Start of MATERIAL FOR THE TASK

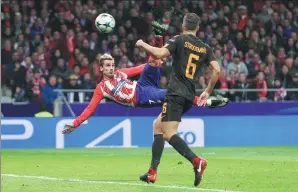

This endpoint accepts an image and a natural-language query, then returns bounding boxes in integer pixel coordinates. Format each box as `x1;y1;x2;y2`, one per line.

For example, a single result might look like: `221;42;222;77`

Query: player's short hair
99;53;114;66
183;13;200;31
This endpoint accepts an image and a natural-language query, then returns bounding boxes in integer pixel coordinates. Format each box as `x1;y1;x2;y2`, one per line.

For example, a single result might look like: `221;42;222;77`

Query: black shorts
161;96;193;122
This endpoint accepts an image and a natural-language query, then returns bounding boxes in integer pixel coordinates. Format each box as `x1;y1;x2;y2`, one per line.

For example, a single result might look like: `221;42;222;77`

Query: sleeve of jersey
206;46;216;65
119;64;146;77
73;85;103;128
164;36;179;55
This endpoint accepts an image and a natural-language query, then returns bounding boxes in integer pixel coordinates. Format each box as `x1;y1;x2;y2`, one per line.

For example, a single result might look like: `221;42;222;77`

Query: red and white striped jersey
73;64;145;127
98;71;137;106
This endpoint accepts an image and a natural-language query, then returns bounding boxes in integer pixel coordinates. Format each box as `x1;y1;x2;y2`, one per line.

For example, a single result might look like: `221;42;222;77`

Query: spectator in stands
42;75;61;104
11;62;26;97
227;55;248;75
39;60;50;80
63;75;84;103
27;68;46;100
254;71;268;101
280;65;292;88
14;87;27;102
268;79;287;101
52;58;70;79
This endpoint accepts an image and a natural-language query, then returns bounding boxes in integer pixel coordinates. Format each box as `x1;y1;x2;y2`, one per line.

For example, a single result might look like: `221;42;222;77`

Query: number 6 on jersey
185;53;200;79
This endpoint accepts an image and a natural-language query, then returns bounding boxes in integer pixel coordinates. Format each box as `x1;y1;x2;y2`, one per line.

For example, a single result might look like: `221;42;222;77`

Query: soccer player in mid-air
63;38;227;133
136;13;220;186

End of MATERIAL FOR THE TASK

TASK DETAILS: Copy the entries from the start through the line with "164;36;179;55", swapping "jersey" for "shirt" and keeping everything else the same. Omit the pictures.

PROBLEM SOLUTION:
This endpoint accepts an image and a natural-language query, then returns bounding boxes in integer pixel coordinates. Format each box as `x1;y1;x2;y2`, one per line.

For example, a single result might look like: `221;42;222;77`

Query: player's short hair
99;53;114;66
183;13;200;31
This endpoint accepts an image and a natural-language query, then returns bounding boxes in integer pixel coordinates. Format each box as `x1;y1;x2;y2`, one per line.

For example, a single result might look like: `221;42;222;77`

Query: black shorts
161;96;193;122
This endpoint accepts an image and a natural-language query, then returns bounding boxes in integer pixel coordinates. Format each box as `x1;y1;x2;y2`, one per line.

For example, a single result might look like: `221;42;222;77`

Query: sleeve of shirt
206;46;216;65
119;64;146;77
73;85;103;128
164;36;179;55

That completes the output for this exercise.